● **The input**
=-=-=
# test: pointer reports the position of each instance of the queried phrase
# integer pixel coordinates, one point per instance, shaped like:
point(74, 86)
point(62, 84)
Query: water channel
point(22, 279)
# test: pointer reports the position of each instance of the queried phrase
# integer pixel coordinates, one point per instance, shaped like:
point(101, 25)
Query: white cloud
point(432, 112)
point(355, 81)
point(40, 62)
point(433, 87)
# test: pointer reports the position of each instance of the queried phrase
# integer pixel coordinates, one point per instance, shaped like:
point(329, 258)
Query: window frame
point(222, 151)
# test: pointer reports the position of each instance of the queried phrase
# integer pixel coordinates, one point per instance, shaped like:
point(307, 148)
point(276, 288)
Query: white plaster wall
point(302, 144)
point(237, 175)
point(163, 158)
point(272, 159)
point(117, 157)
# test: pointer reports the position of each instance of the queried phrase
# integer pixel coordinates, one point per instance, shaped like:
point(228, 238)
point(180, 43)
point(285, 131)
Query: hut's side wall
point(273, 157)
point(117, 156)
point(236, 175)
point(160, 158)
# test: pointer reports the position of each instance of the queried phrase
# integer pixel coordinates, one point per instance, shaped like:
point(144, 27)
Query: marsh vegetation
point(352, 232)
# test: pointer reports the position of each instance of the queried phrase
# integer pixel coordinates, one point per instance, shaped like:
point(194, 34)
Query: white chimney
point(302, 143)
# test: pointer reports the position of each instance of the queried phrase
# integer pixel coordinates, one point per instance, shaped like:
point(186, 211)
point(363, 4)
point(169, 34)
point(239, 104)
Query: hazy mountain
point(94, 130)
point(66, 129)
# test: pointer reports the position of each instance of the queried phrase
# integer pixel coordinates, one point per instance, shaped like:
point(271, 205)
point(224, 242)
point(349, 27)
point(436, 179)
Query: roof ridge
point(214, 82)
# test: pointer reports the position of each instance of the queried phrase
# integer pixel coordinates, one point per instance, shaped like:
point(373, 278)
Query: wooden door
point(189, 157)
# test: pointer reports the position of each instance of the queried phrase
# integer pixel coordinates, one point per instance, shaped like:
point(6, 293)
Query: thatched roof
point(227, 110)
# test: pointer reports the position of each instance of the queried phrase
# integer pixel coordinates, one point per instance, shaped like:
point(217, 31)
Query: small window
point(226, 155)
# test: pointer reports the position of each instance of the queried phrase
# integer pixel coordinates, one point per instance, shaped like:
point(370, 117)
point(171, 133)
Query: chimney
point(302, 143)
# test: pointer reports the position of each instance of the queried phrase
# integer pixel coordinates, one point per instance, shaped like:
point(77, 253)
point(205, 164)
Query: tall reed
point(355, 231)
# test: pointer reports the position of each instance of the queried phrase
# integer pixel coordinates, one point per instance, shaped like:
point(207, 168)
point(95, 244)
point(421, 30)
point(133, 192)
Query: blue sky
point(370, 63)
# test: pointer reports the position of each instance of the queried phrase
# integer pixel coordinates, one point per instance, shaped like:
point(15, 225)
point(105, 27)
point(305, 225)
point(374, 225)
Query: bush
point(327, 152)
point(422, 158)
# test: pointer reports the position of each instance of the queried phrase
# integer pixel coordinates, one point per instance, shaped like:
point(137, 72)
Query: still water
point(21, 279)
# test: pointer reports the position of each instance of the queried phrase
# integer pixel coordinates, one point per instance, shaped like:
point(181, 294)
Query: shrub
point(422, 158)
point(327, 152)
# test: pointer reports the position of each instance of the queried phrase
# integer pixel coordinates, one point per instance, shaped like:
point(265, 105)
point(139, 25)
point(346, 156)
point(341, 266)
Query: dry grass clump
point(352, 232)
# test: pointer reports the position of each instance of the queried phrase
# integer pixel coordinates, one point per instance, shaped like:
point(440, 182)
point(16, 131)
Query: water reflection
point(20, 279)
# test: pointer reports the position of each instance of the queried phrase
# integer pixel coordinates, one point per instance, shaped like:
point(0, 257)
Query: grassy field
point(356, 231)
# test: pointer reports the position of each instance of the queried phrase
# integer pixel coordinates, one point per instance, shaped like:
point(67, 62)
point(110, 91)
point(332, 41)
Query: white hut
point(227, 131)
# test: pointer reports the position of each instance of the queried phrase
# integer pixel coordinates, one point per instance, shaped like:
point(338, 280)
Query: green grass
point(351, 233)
=-=-=
● **Exercise directions**
Reproduce the records word for word.

● **The completed task**
# test: pointer reports the position of each instance of the queried phrase
# integer pixel coordinates, one point per instance, shaped like:
point(74, 86)
point(62, 84)
Query: water channel
point(22, 279)
# test: pointer reports the position of each instance of the queried phrase
# integer pixel coordinates, one point per instance, shaped like:
point(101, 25)
Query: white cloud
point(432, 112)
point(355, 81)
point(40, 62)
point(433, 87)
# test: pointer reports the position of each instance of the queried phrase
# integer pixel coordinates, one point per instance, shaped like:
point(329, 258)
Query: window frame
point(222, 151)
# test: pointer reports the position of each instance of the queried phrase
# integer pixel coordinates, one point per instance, shaped like:
point(307, 148)
point(276, 288)
Query: white plaster wall
point(302, 144)
point(237, 175)
point(163, 158)
point(272, 159)
point(117, 157)
# test: pointer reports the position of each instance of the queried phrase
# integer pixel coordinates, one point per instance, shaped like:
point(228, 238)
point(180, 43)
point(285, 131)
Query: hut's side wall
point(273, 157)
point(117, 156)
point(236, 175)
point(160, 158)
# test: pointer reports the position of each instance of the queried phrase
# integer pixel coordinates, one point per instance, shaped like:
point(144, 27)
Query: marsh vegetation
point(352, 232)
# test: pointer reports the position of each instance of the queried phrase
# integer pixel coordinates, one point per instance, shaped like:
point(194, 34)
Query: white chimney
point(302, 143)
# test: pointer reports the position of each instance of the queried phrase
# integer pixel coordinates, one point per instance, shaped like:
point(186, 211)
point(363, 4)
point(169, 34)
point(239, 104)
Query: hazy mountain
point(94, 130)
point(66, 129)
# test: pointer reports the position of each instance of the queried phrase
# integer pixel coordinates, one point per instance, shaped like:
point(271, 205)
point(224, 242)
point(349, 27)
point(436, 179)
Query: roof ridge
point(214, 82)
# test: pointer reports the position of each instance of the queried phrase
# integer pixel coordinates, one point per instance, shaped like:
point(373, 278)
Query: wooden door
point(189, 157)
# test: pointer reports the position of each instance of the queried phrase
# integer pixel coordinates, one point per instance, shaped like:
point(6, 293)
Query: thatched roof
point(227, 110)
# test: pointer reports the position of each instance of the queried phrase
# integer pixel coordinates, one point per instance, shaped like:
point(217, 31)
Query: small window
point(226, 155)
# test: pointer reports the position of each instance of the queried phrase
# integer pixel coordinates, one point per instance, shaped like:
point(370, 117)
point(171, 133)
Query: chimney
point(302, 143)
# test: pointer reports the position of each instance of the queried phrase
# integer pixel coordinates, one point per instance, shaped like:
point(77, 253)
point(205, 164)
Query: tall reed
point(355, 231)
# test: pointer reports the position of each instance of the queried phrase
# integer pixel coordinates, one point per instance, shaped like:
point(207, 168)
point(95, 244)
point(421, 30)
point(133, 192)
Query: blue sky
point(370, 63)
# test: pointer reports the position of each instance of the queried phrase
# integer pixel coordinates, one point per instance, shaped like:
point(15, 225)
point(105, 27)
point(305, 225)
point(374, 225)
Query: bush
point(327, 152)
point(422, 158)
# test: pointer reports the position of each instance of the queried phrase
# integer pixel coordinates, one point per instance, shaped like:
point(137, 72)
Query: still water
point(21, 279)
# test: pointer reports the position of each instance of the queried phrase
# integer pixel coordinates, one point per instance, shaped like:
point(181, 294)
Query: shrub
point(422, 158)
point(327, 152)
# test: pointer reports the position of each instance of the queried phrase
# integer pixel coordinates, one point per instance, shaped like:
point(265, 105)
point(139, 25)
point(346, 156)
point(341, 266)
Query: dry grass clump
point(352, 232)
# test: pointer reports the position of each instance of the queried phrase
# integer pixel coordinates, one point per instance, shaped like:
point(440, 182)
point(16, 131)
Query: water reflection
point(20, 279)
# test: pointer reports the position of each instance of the queried phrase
# integer pixel coordinates, one point per instance, shaped like:
point(0, 257)
Query: grassy field
point(356, 231)
# test: pointer reports the position of each instance of the queried phrase
# integer pixel coordinates, one point per instance, shaped like:
point(67, 62)
point(110, 91)
point(332, 41)
Query: white hut
point(227, 131)
# test: pointer reports the position of each instance of the queried phrase
# integer pixel coordinates, one point per instance, shaped like:
point(338, 280)
Query: green grass
point(351, 233)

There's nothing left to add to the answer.